**Stated exercise**
Transcribe the records below without change, starting at the line that contains "task: segment the green seat cushion" and ending after the line that contains "M341 292L336 288L319".
--*--
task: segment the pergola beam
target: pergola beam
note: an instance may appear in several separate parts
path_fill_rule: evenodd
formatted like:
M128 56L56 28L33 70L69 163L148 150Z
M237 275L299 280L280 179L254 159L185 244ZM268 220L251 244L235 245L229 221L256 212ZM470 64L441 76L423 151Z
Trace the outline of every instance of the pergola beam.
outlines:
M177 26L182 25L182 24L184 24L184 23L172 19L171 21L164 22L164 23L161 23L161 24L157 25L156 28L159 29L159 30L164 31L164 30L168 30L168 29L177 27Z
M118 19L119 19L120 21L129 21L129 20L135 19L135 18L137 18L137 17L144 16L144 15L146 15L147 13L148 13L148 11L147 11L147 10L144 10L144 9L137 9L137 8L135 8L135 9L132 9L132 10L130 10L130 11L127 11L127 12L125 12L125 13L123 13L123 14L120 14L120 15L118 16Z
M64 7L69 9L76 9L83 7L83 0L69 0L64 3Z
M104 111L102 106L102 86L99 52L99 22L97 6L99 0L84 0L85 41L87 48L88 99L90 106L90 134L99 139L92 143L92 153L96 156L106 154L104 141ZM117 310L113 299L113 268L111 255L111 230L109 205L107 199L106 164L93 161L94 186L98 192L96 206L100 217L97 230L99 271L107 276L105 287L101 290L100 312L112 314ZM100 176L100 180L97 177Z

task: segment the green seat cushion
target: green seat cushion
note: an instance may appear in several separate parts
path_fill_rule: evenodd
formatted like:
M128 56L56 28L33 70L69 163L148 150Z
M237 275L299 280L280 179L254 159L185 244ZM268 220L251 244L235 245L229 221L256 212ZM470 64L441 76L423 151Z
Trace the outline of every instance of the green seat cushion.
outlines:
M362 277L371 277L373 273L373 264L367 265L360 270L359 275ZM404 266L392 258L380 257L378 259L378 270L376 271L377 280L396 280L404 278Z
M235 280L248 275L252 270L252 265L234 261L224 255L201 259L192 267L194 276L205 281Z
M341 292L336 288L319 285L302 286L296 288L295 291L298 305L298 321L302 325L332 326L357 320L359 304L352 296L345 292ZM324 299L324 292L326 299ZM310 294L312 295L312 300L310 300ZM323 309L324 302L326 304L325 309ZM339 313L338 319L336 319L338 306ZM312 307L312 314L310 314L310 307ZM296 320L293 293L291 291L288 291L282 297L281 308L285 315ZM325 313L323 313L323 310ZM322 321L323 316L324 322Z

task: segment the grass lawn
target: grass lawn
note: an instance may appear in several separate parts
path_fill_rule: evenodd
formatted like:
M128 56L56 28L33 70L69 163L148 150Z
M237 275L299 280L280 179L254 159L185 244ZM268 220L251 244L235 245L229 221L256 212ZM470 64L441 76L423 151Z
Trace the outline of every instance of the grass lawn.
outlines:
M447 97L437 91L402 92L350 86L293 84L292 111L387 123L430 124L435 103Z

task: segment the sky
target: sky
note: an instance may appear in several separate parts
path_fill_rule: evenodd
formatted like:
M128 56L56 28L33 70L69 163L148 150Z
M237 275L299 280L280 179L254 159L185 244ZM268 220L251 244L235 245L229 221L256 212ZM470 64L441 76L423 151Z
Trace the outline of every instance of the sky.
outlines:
--*--
**Correct output**
task: segment the green seat cushion
target: green seat cushion
note: an instance may appear in several separate parts
path_fill_rule: evenodd
formatted like:
M128 56L56 28L33 70L69 163L148 150Z
M237 275L299 280L280 179L254 159L185 244ZM268 220L251 244L235 245L229 221L256 212ZM470 64L441 76L423 151Z
Trace the outline of every instance of the green seat cushion.
outlines:
M362 277L371 277L373 273L373 264L367 265L360 270L359 275ZM404 266L392 258L380 257L378 259L378 270L376 271L377 280L396 280L404 278Z
M235 280L248 275L252 270L252 265L234 261L224 255L201 259L192 267L194 276L205 281Z
M341 292L336 288L319 285L302 286L296 288L295 291L298 305L298 321L302 325L332 326L357 320L359 304L352 296L345 292ZM324 299L324 292L326 299ZM310 294L312 295L312 300L310 300ZM323 309L324 302L326 304L325 309ZM339 313L338 319L336 319L338 306ZM312 307L312 314L310 314L310 307ZM296 320L293 293L291 291L288 291L282 297L281 308L285 315ZM325 313L323 313L323 310ZM322 321L323 316L324 322Z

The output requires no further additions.